▸ **Task objective**
Please return each of the entries below exactly as they appear.

▸ **Excerpted data**
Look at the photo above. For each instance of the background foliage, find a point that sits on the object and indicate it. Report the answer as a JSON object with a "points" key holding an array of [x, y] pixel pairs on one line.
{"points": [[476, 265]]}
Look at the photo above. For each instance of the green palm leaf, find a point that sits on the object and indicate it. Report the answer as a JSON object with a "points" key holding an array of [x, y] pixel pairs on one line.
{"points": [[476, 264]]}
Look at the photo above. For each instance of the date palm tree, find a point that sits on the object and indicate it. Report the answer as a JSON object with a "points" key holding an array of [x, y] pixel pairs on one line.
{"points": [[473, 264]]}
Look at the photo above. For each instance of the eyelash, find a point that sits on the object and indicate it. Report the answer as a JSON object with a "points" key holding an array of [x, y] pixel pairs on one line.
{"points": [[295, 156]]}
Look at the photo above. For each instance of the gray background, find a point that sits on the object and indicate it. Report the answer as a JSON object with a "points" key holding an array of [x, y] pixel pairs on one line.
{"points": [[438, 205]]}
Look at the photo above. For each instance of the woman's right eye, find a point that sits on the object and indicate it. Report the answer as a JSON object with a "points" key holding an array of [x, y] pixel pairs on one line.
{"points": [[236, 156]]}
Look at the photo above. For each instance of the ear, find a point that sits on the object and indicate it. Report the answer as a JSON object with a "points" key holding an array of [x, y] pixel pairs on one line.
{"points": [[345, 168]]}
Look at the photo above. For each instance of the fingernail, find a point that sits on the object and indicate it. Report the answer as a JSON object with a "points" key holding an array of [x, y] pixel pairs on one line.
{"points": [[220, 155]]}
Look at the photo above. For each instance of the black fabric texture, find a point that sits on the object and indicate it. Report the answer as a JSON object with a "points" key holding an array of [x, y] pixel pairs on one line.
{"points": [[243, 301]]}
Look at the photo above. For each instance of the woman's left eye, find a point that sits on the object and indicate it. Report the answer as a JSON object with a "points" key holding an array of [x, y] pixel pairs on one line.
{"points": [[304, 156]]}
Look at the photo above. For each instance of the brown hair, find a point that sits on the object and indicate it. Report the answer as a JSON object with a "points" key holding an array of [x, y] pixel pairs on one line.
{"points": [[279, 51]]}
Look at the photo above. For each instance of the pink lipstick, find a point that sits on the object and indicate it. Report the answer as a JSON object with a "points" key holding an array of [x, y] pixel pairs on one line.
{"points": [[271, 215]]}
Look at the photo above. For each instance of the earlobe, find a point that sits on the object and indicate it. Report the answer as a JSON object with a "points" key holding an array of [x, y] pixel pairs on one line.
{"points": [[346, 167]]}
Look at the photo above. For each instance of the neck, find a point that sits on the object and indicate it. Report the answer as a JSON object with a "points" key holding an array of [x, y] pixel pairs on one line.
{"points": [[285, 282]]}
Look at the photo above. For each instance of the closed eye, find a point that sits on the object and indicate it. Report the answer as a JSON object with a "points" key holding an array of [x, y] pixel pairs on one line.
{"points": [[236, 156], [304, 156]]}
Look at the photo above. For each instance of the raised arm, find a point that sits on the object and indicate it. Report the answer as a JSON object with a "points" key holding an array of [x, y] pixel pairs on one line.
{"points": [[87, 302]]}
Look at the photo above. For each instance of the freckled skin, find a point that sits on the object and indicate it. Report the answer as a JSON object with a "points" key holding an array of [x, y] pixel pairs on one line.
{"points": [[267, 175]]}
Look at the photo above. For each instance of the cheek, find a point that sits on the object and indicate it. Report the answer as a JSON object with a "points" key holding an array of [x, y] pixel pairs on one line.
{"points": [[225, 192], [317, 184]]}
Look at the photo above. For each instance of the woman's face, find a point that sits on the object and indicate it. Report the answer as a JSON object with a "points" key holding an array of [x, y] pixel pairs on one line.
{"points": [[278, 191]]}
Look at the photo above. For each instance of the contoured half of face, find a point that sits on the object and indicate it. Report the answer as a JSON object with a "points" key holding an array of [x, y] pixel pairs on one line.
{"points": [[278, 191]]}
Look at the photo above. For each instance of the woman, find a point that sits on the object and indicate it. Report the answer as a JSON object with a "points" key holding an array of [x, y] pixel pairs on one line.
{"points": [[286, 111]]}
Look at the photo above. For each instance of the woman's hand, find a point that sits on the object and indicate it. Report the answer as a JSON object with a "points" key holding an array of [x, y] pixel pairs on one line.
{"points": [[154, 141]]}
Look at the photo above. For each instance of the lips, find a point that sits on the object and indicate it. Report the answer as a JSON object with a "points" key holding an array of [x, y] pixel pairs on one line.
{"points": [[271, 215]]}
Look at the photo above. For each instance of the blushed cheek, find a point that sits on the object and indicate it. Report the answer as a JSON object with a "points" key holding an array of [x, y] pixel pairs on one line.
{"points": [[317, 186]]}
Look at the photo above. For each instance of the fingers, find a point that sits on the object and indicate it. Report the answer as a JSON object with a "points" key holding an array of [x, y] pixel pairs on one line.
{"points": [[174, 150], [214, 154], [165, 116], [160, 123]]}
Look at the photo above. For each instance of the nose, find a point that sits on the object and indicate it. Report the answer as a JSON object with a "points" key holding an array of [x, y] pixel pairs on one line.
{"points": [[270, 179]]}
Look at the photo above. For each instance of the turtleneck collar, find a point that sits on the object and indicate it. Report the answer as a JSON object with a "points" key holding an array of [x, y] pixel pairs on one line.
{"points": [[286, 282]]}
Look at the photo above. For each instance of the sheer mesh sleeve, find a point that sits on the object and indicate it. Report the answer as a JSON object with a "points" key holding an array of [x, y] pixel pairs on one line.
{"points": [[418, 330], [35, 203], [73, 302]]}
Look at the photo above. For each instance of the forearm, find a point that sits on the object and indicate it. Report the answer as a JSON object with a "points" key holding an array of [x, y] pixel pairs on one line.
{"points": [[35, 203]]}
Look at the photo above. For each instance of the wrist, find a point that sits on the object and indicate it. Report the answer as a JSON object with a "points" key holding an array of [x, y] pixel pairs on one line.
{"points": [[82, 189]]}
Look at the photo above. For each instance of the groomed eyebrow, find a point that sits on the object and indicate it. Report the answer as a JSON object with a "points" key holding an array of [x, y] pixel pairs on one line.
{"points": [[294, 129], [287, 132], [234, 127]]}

▸ **Task output**
Look at the photo above. For each instance of the background foliage, find a point that sits on the object and indicate it. Report the answer as a JSON object with a "points" key holding an array of [x, y] pixel pairs on one line.
{"points": [[476, 265]]}
Look at the photo above. For each instance of the green palm leaf, find a point that sits on the object and indicate it. Report the answer as a JSON object with a "points" key holding an array of [x, y] pixel pairs on one line.
{"points": [[476, 264]]}
Look at the photo above. For each instance of the date palm tree, find a point that sits on the object and indicate it. Report the answer as a JSON object with a "points" key holding an array of [x, y] pixel pairs on one line.
{"points": [[473, 264]]}
Look at the photo above. For each instance of the eyelash, find a point that sits on the object and indicate it. Report the answer as a JSON object with a "points" key holding an array of [x, y] pixel pairs on one line.
{"points": [[295, 156]]}
Look at the photo above. For each instance of the gray background, find a point that sits on the object and indicate it. Report the answer as a JSON object with a "points" key holding an array of [x, y] pixel pairs on one line.
{"points": [[438, 205]]}
Look at the photo above. For each instance of the woman's right eye, find a point that sits on the object and indicate it. Report the answer as a JSON object with a "points" key holding an array of [x, y] pixel pairs on one line.
{"points": [[236, 156]]}
Look at the photo above. For each instance of the ear, find a point that sits on the object and indicate it. Report the answer as a JSON object with a "points" key holding an array of [x, y] pixel pairs on one line.
{"points": [[345, 168]]}
Look at the photo above. For each instance of the fingernail, find a point that sits on the object and indicate it. Report the answer as a JSON object with a "points" key holding an array of [x, y] pixel pairs on one line.
{"points": [[220, 155]]}
Look at the photo above. For each instance of the black fabric texture, find a point that sits on the object and indicate it. Report the answer as a JSON object with a "points" key holding an array of [x, y] pixel pairs on one line.
{"points": [[243, 301]]}
Look at the photo above. For each instance of the woman's left eye, find a point that sits on the object and indicate it. Report the answer as a JSON object with a "points" key holding an array of [x, y] pixel pairs on one line.
{"points": [[304, 156]]}
Look at the photo above. For each instance of the brown hair, find a point that sits on the object and indicate it. Report the answer as a JSON object with a "points" key holding an array of [x, y] pixel pairs on one line.
{"points": [[279, 51]]}
Look at the photo above. For each instance of the pink lipstick, find a point that sits on the object and indicate it. Report the answer as a JSON object with a "points" key holding an array of [x, y] pixel pairs on one line.
{"points": [[271, 215]]}
Look at the photo above. For each instance of the earlobe, find a point that sits on the object and indicate it. Report the answer as a JSON object with a "points" key holding an array of [x, y] pixel pairs on one line.
{"points": [[346, 167]]}
Look at the photo above. For each instance of the neck, find a point that sits on the object and indicate it. Report the answer as a JSON object with a "points" key holding an array of [x, y] pixel pairs on one line.
{"points": [[285, 282]]}
Look at the photo above. For each instance of the closed eye, find a point that sits on the object and indicate it. Report the answer as a JSON object with a "points" key holding an array of [x, y] pixel pairs on one line.
{"points": [[236, 156], [304, 156]]}
Look at the photo above. For each instance of the raised arm, find a point that sits on the object and indicate it. Report the answer as a JSON object with a "points" key holding an array of [x, y] pixel pairs on one line.
{"points": [[87, 302]]}
Look at the photo above. For each instance of the freckled skin, find a point that sits on the object and indicate it. Report the answer as a JSON object with a "points" key holding an array of [x, y] pixel pairs on one line.
{"points": [[267, 175]]}
Look at the photo above. For each instance of the cheek, find a point that sits on the object and indicate it. Report the answer as a JSON object with a "points" key holding an array of [x, y] pixel pairs on one line.
{"points": [[225, 192], [317, 184]]}
Look at the photo above. For each instance of the woman's face, find a point that sits on the object and indicate it. Report the answer as a JSON object with a "points" key holding an array of [x, y] pixel pairs on one line.
{"points": [[278, 191]]}
Look at the photo above. For each instance of the contoured half of face, find a point that sits on the object and indicate it. Report the answer as a JSON object with a "points" key holding an array of [x, y] pixel pairs on one line.
{"points": [[278, 191]]}
Look at the photo above. For each instance of the woman, find a point that sits on the object and indicate it. Report the answer as a JSON object with a "points" key holding an array of [x, y] pixel pairs on one line.
{"points": [[286, 111]]}
Look at the photo above. For each instance of the woman's hand, find a point that sits on the object and indicate it. Report the answer as a JSON object with a "points" key holding an array of [x, y] pixel pairs on one line.
{"points": [[154, 141]]}
Look at the photo above. For each instance of the lips, find a point that sits on the object and indicate it. Report the answer as a JSON object with a "points" key holding an array of [x, y] pixel pairs on one line.
{"points": [[271, 215]]}
Look at the photo above. For each instance of the blushed cheek, find a point that sits on the object and indicate it. Report the answer as a JSON object with a "points" key holding an array of [x, y] pixel pairs on one line.
{"points": [[317, 186]]}
Look at the photo above. For each instance of the fingers, find a point that sits on the object and indicate it. Report the answer as a JSON object with a "points" key holding an array of [x, y] pixel pairs on one line.
{"points": [[174, 150], [214, 154], [165, 116], [160, 123]]}
Look at the photo above. For each instance of the nose, find a point that sits on the object and indicate it. Report the answer as a JSON object with a "points" key holding an array of [x, y] pixel pairs on one line.
{"points": [[270, 179]]}
Look at the photo above. For each instance of the turtleneck collar, find a point that sits on the object and indicate it. Report the answer as a JSON object with a "points" key holding an array of [x, y] pixel pairs on one line.
{"points": [[286, 282]]}
Look at the photo above. For each instance of the sheer mesh sleeve, find a point that sits on the object and indicate it. Report the answer as a JSON object with a "points" key holding an array of [x, y] pixel pairs on one line.
{"points": [[418, 330], [35, 203], [73, 302]]}
Look at the photo above. For each instance of the forearm, find a point that sits on the object and indicate it. Report the answer as a JSON object with a "points" key holding an array of [x, y] pixel pairs on one line.
{"points": [[35, 203]]}
Look at the photo above. For each instance of the wrist, find a point that sits on the object and indicate it. Report the answer as a JSON object with a "points" key holding an array of [x, y] pixel pairs on one line.
{"points": [[82, 189]]}
Look at the photo above. For each instance of the groomed eyebrow, find a point that sits on the object and indicate it. Report the answer as a JSON object with a "points" key holding an array of [x, y] pixel pairs on one line.
{"points": [[294, 129], [287, 132], [234, 127]]}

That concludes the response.